▶ Data excerpts:
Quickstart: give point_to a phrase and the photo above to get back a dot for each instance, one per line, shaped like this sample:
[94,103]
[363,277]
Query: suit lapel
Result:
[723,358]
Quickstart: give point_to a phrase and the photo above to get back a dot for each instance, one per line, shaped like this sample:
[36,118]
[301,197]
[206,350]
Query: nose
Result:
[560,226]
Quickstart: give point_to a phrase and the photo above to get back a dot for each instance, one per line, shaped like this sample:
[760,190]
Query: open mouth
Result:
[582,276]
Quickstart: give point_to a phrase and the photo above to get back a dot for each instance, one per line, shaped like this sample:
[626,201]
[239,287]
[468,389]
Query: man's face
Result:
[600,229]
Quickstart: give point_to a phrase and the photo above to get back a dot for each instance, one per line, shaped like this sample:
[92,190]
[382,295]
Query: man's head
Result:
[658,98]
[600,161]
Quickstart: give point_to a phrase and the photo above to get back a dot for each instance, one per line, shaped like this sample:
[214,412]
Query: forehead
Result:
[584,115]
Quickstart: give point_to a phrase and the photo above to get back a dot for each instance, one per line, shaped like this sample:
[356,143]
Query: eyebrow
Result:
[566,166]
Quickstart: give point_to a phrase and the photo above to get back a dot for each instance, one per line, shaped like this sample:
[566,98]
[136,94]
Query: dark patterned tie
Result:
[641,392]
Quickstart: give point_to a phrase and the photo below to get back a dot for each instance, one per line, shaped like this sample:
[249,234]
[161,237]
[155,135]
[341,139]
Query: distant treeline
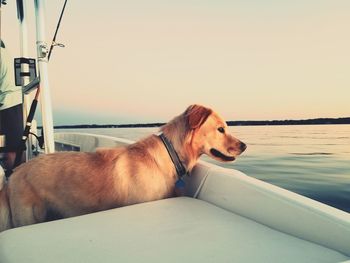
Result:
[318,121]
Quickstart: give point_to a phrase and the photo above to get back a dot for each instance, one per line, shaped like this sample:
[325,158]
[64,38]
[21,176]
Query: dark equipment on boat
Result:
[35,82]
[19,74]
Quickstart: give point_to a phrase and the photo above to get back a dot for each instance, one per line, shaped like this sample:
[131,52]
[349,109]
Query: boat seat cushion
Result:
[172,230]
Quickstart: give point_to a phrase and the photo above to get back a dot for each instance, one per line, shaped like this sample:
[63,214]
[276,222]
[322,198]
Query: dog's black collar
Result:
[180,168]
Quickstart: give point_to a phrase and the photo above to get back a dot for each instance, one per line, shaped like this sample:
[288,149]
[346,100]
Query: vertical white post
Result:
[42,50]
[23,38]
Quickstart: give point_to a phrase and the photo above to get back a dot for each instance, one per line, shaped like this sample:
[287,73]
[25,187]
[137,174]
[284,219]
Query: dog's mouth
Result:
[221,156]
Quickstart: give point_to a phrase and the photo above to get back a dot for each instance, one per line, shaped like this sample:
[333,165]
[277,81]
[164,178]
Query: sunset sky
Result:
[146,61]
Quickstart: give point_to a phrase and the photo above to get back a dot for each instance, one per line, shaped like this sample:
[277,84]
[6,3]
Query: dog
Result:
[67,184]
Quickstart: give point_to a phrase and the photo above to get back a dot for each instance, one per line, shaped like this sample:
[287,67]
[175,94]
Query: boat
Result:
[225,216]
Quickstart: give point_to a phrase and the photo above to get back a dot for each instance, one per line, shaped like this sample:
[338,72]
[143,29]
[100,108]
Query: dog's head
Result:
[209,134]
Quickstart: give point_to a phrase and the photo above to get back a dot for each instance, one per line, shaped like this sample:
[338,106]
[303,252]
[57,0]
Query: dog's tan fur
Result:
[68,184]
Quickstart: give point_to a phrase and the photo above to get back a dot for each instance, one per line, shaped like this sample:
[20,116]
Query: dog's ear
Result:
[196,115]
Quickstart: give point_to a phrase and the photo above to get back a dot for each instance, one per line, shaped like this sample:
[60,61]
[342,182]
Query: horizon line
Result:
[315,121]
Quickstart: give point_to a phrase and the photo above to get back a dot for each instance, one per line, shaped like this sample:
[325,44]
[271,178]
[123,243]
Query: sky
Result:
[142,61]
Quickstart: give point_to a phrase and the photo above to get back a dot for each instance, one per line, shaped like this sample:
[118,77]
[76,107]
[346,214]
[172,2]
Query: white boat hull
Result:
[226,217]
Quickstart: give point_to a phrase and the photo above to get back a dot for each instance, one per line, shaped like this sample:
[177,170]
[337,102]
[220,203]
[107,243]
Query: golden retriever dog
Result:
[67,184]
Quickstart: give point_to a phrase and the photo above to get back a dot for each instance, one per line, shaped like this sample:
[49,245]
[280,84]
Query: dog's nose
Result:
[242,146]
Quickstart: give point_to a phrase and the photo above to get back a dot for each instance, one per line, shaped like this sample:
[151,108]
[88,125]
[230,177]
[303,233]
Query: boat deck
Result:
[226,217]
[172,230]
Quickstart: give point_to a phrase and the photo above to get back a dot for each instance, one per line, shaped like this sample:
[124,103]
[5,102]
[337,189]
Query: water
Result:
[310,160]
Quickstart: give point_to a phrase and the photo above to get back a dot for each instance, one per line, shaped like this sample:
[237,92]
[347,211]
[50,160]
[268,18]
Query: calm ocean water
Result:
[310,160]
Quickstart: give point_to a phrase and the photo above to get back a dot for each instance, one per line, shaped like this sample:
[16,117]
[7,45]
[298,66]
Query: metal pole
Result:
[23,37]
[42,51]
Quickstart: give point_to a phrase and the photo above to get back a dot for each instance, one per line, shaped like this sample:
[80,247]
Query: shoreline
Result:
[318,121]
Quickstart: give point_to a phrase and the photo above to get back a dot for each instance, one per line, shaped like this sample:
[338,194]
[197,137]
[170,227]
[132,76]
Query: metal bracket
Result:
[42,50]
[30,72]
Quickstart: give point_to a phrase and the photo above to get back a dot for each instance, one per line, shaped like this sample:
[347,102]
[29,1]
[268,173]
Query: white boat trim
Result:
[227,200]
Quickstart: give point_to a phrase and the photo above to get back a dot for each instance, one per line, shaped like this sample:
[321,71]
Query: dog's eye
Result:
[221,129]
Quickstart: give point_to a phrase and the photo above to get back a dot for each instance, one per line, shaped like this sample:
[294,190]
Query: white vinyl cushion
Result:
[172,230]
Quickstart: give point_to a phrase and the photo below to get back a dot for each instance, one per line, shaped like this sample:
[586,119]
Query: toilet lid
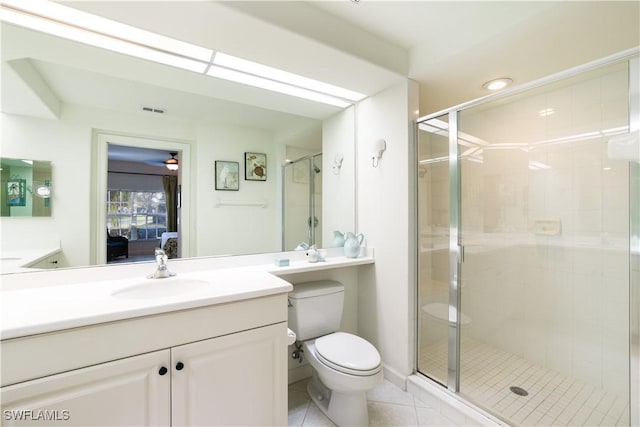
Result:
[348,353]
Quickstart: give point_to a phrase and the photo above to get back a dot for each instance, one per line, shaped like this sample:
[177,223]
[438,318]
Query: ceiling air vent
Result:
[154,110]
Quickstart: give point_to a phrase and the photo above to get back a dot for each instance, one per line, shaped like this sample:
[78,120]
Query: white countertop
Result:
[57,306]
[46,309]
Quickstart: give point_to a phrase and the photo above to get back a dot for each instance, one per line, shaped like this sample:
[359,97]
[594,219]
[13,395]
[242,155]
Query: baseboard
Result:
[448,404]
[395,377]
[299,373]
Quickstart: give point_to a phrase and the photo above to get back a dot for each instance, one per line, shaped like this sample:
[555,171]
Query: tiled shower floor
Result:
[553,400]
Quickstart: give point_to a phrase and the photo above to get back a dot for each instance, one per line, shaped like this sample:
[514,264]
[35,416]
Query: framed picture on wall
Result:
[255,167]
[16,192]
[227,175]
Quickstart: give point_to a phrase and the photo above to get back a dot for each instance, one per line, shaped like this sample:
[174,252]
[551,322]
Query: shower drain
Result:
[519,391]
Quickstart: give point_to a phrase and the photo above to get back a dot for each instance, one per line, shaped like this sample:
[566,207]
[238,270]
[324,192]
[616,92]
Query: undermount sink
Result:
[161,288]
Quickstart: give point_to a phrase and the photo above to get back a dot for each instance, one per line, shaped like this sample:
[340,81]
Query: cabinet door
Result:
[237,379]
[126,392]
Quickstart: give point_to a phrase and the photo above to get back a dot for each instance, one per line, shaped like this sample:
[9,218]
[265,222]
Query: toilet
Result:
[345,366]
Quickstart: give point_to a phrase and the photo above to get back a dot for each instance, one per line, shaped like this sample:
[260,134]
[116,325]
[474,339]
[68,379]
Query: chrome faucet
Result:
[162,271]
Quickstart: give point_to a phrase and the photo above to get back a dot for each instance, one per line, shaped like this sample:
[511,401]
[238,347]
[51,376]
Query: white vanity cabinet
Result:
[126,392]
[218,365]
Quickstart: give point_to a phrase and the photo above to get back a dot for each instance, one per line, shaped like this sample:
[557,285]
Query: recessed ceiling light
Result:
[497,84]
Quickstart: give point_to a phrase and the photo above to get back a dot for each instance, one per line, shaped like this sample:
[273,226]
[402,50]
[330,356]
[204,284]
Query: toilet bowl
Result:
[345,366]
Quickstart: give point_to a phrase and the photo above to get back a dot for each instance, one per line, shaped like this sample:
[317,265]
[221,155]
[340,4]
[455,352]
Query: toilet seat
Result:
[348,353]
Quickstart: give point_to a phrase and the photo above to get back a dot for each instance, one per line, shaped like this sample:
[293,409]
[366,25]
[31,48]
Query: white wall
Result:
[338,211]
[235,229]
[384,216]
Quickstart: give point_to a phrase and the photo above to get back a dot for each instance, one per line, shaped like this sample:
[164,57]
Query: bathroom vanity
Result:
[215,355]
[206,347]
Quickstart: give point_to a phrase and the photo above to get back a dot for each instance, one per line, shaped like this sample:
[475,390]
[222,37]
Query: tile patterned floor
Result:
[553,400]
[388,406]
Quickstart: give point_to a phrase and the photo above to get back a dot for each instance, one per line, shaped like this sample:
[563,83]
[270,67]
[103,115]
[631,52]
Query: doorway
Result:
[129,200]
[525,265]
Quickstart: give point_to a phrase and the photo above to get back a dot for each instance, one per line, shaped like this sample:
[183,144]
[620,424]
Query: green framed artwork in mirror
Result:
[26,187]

▶ What you will do:
How many lines of the records above contain the string "shower"? Matching is case-sensitive. Reply with the number only.

▶ Solved exercise:
2